### Available data ###

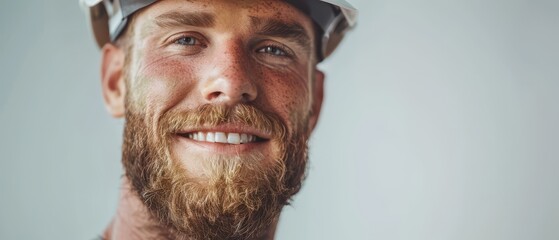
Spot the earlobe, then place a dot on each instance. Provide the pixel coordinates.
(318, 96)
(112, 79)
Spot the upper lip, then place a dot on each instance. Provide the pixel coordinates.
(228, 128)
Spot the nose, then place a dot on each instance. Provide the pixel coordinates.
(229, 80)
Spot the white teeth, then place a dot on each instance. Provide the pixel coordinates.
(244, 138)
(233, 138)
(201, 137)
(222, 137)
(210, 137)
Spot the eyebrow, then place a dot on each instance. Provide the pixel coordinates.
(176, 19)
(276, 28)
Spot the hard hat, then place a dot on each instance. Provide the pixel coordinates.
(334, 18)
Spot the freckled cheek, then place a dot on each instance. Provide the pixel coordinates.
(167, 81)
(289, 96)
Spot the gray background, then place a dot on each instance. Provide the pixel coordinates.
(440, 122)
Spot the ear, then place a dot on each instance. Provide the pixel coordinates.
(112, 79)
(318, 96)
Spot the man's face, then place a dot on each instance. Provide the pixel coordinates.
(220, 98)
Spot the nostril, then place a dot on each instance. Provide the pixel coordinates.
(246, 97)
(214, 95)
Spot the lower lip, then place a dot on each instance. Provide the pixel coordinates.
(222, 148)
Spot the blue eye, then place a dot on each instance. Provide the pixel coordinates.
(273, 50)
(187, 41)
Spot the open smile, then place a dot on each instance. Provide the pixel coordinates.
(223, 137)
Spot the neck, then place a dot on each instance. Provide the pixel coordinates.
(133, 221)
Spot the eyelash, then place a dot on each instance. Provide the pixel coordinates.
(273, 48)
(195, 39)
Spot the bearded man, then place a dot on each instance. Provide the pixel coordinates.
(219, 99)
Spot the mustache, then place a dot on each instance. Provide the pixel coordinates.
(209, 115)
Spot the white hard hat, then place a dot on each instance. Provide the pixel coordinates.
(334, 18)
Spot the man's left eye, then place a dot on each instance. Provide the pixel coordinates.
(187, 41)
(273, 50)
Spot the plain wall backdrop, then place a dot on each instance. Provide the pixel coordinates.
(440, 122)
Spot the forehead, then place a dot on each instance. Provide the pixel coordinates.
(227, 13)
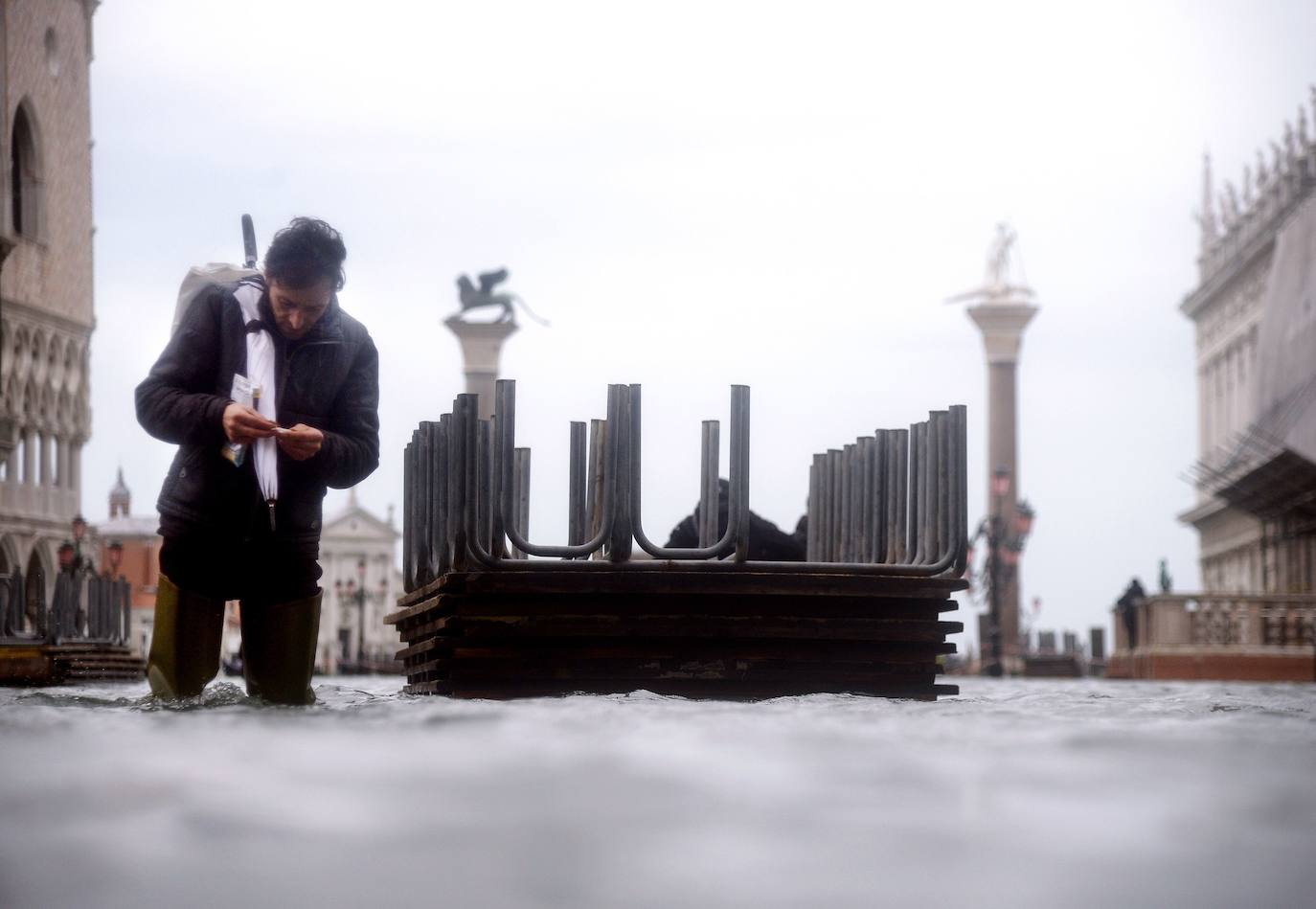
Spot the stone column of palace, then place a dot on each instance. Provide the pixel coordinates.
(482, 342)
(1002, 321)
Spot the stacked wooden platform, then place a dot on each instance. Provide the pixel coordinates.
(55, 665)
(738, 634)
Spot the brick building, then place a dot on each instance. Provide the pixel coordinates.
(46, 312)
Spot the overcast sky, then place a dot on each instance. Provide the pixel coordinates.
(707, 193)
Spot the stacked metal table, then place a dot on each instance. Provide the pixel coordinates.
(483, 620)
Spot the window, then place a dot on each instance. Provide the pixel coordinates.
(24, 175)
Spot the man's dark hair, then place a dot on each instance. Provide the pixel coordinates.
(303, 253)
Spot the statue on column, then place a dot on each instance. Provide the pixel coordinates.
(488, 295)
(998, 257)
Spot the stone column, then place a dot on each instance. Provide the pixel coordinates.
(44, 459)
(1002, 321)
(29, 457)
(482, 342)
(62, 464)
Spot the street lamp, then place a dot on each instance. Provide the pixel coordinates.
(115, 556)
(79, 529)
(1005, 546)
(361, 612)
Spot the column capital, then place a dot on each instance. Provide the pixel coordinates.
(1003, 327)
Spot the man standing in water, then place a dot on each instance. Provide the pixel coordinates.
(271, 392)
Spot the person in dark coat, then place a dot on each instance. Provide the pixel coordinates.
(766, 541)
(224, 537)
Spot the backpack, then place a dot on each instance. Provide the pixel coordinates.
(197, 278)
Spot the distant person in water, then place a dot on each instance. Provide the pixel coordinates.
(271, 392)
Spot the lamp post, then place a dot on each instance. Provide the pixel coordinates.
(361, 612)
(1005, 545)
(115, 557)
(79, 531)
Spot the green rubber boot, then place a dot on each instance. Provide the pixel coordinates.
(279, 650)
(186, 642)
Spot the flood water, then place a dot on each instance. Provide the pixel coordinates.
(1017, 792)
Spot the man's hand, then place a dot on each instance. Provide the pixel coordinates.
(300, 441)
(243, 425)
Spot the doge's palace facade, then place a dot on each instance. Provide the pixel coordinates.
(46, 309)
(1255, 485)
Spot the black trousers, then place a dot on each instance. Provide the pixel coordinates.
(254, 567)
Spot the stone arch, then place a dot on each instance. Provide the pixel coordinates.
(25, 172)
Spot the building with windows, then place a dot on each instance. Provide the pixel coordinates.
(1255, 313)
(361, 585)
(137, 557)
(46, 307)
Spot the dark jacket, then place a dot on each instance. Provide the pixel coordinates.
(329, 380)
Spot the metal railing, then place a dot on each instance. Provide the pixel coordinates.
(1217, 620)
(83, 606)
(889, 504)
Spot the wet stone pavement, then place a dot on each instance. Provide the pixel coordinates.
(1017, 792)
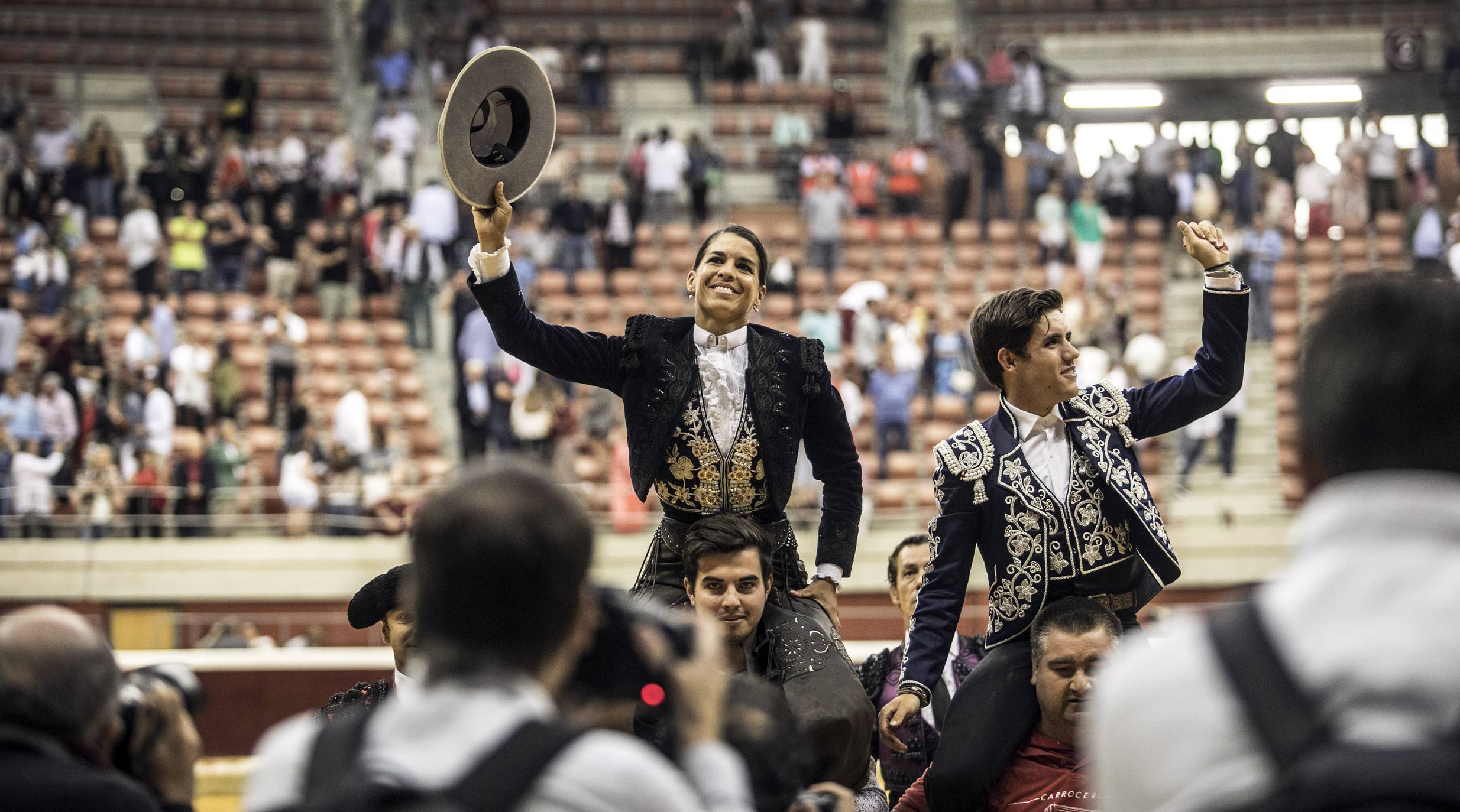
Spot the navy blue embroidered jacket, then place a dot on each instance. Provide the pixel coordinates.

###

# To do
Images in the data above are to be skipped. Retype all other material exactly.

# Problem solution
Spot the earlobe, then place a dot on each instance. Provide the pixel coordinates.
(318, 96)
(112, 79)
Spot the upper lip, then place a dot on each instance. Provide the pixel coordinates.
(228, 128)
Spot the nose, then place a dot on each instance. Provide the pixel coordinates.
(229, 80)
Spot the white teeth, then place a dot on each instance. Provide the pixel coordinates.
(244, 138)
(233, 138)
(201, 137)
(222, 137)
(210, 137)
Spot the eyebrow, then place a dot on each instance. Provide the pixel coordinates.
(176, 19)
(276, 28)
Spot the hard hat, then place a dot on each instance. Provide the pixel coordinates.
(334, 18)
Spot the freckled cheek, then place a dot on each instance. Provide the pixel coordinates.
(167, 81)
(289, 96)
Spot the gray background, then place a dot on each instance. Provide the pixel coordinates.
(440, 122)
Spot the ear, then place a dot on each instance. Provide the pixel coordinates.
(112, 79)
(318, 96)
Spot the man's face, then place a dot on each instance. Provide the pixel coordinates.
(220, 98)
Spot the nostril, then place a dot on each instance. Provide the pixel coordinates.
(246, 97)
(214, 95)
Spot the lower lip, then place a dot on each instance. Provide the pixel coordinates.
(222, 148)
Spot the blue eye, then place a dot on each instance. Provide the pixel coordinates.
(273, 50)
(187, 41)
Spot the open smile, then place a dot on each instance. Provide the pixel coordinates.
(223, 137)
Spot the neck, then place a dot on each instance. Provide the pixel coordinates.
(133, 221)
Spot the eyelash, then place a dot on each instance. Provide the pixel coordinates.
(273, 48)
(195, 39)
Spot the bearded man, then place a dot on each instance. Provide the pixel coordinates.
(219, 99)
Spot the mustache, then place a dot on each instance. Provide the pixel coordinates.
(209, 115)
Spot the white hard hat, then place a dot on each instance. Provide the pixel coordinates.
(334, 18)
Spot the man's left eye, then place a dot on each instance. Provide the pixel coordinates.
(187, 41)
(273, 50)
Spot the plain wall backdrop, then place a dot on each instance. Provide the pixel coordinates.
(440, 122)
Spot the forehead, then place a dot on each instance. Provide the pixel coordinates.
(227, 13)
Spot the stone column of palace, then place a dot on each instance. Provide the pixel coordinates.
(482, 342)
(1002, 321)
Spot the stacked wooden platform, then place a dot on each instance. Provide the pixel coordinates.
(55, 665)
(738, 634)
Spot the brick building, then place a dot on each instance. Provide the pixel coordinates.
(46, 312)
Spot the overcast sky, then place a dot on each instance. Provide the pixel coordinates.
(707, 193)
Spot the stacked metal table, then place a dot on each instance. Provide the pixel coordinates.
(483, 620)
Spot the window, then place a dot on each instance. Provide the pixel coordinates.
(24, 175)
Spot the man's dark hair, then place a dot on each instance. Provide the pixel coordinates.
(303, 253)
Spot the statue on column, then place a dot on each instance. Provide the pixel coordinates.
(488, 295)
(998, 257)
Spot the stone column, then place a dot on each instance. Provide the pixel coordinates.
(44, 459)
(1002, 321)
(29, 457)
(482, 342)
(62, 464)
Spot the street lamp, then place a dot on each instance. Provide the pixel coordinates.
(115, 556)
(79, 529)
(1005, 546)
(361, 612)
Spot the column capital, then place a dot on each instance. Provide the pixel coordinates.
(1003, 327)
Spot the man standing in water, then place a dot on each instance. Provide the pixel coordinates.
(271, 392)
Spot the person in dark coat, then place a dot on each instance. Provide the pixel coordinates.
(766, 541)
(224, 537)
Spot the backpack, then place a dot on each instance. Provide the pixel coordinates.
(197, 278)
Spot the distant person in water, then place a dot on each instance. Provide the pixel coordinates.
(271, 392)
Spot the lamp post, then place a dot on each instance. Provide the pixel coordinates.
(361, 612)
(1005, 545)
(115, 557)
(79, 531)
Spot the green rubber boot, then place a dot on each instance. Provide the pixel coordinates.
(279, 650)
(186, 642)
Spot the flood water, then place a dot on each instance. Provide the pixel coordinates.
(1017, 792)
Spot the man's hand, then place a dot on each instance. Provide the pixel coordinates.
(300, 441)
(243, 425)
Spot the doge's palace facade, then place a dot on each instance. Provide the pixel coordinates.
(46, 309)
(1255, 485)
Spot the black trousers, then place a dot on each instance. Provide the pixel coordinates.
(254, 567)
Spot the stone arch, then place a dot on each instance. Provide the pixel coordinates.
(25, 172)
Spot the building with windows, then place a dot on each instance. Provide the pixel coordinates.
(1255, 313)
(361, 585)
(137, 557)
(46, 307)
Spot the dark jacket, then place a dot on each instance. Provide the pixel coordinates.
(329, 380)
Spot the metal railing, then place a dot on each instance. Provide the pixel coordinates.
(1217, 620)
(83, 606)
(889, 504)
Spot the wet stone pavement, then place a dot on each instance. Provide the pixel coordinates.
(1017, 792)
Spot the navy blue embroidered jacket, then place a dot on each instance. Provide the pixel coordinates.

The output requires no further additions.